**Estratto**
::::::
Lo sappiamo, Enrico Letta, che continua la gloriosa tradizione postcomunista degli omarini sulla poltrona di segretario, lo ha promesso: lotta dura, nessuna pietà, mai un attimo di tregua. È la “emergenza democratica”, che sarebbe: o comandiamo noi, o siete tutti fasci.
Torneranno le patenti di legittimità per la “ducetta” (ovviamente rifiutate); faranno il tampone ad ogni sua dichiarazione; andranno a ripescare le gite al liceo; taroccheranno le foto con lei col braccio alzato, magari perché stava cogliendo una mela dall’albero. La attaccheranno sul fisico, sullo stile, sulla voce, sulla figlia, sulle amicizie, sullo smalto alle unghie se mai lo mette. Sarà un sabba, un carosello infernale, una overdose di violenza.
Le femministe torneranno in servizio permanente effettivo, la accuseranno in quanto cattolica e non abortista. La disprezzeranno in quanto inferiore, non-donna. Più che sdoganarlo, renderanno l’odio obbligatorio. Tutta roba che conosciamo bene, almeno dall’avvento del Cavaliere Nero, tutta roba stucchevole, marcia, infame, ma sempre utile.
::::::
**Insieme di dati**
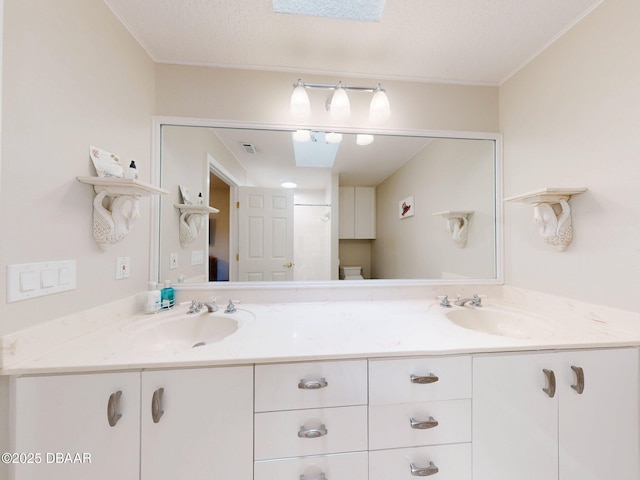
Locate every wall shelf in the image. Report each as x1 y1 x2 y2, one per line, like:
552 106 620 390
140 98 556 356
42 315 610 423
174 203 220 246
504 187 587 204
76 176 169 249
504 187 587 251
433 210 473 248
::::::
**Consegne**
• A. Per ciascuna affermazione indica se concorda con l'estratto su Enrico Letta, rispondendo sì o no e citando alla lettera le parole decisive. (i) Letta ha promesso una lotta senza tregua. (ii) Le patenti di legittimità per la "ducetta" verranno accettate. (iii) Le femministe la accuseranno in quanto abortista.
• B. Prosegui l'estratto su Enrico Letta a partire dall'ultima frase riportata.

**Risposte alle consegne**
• A.
(i) Sì: «lotta dura, nessuna pietà, mai un attimo di tregua».
(ii) No: «(ovviamente rifiutate)».
(iii) No: «la accuseranno in quanto cattolica e non abortista».

• B.
Ossessione Meloni anche a destra

Con una differenza. Meloni non è amata neanche a destra e lo sa. La temono, qua e là la detestano, l’idea di vederla per ipotesi a Palazzo Chigi crea più stranguglioni forse a destra che a sinistra: la presunta alleata è l’ossessione, l’incubi. Meglio i transfighi raggrumati sotto il trasformista Di Maio. E se questi scappati di casa e dal partito sono gli stessi che appena ieri volevano appendere a testa in giù l’intero sistema politico, a cominciare da Berlusconi per finire col Pd, che problema c’è?
In politica è sempre un altro momento, come dice la Taverna, una che se ne intende. Tutto, ma non la Meloni a trionfare alle elezioni, a rivendicare una leadership di governo. Così è la politica, si suol dire. Sarà, ma non è un bello spettacolo. Non lo è mai. E si ripete puntuale.

In arrivo il lockdown climatico?

C’è poi un’altro segreto, di Pulcinella ma scabroso, e il velo l’ha strappato, finalmente, il presidente di Nomisma, Tabarelli: prepariamoci a privazioni mai viste, tra due mesi chiudere tutto, scuole, uffici pubblici, fabbriche, insomma un nuovo lockdown con tanto di gendarmi che vengono a bussarti alla porta di casa per vedere quanto riscaldamento ti concedi. Tutto come un anno fa, come due anni fa.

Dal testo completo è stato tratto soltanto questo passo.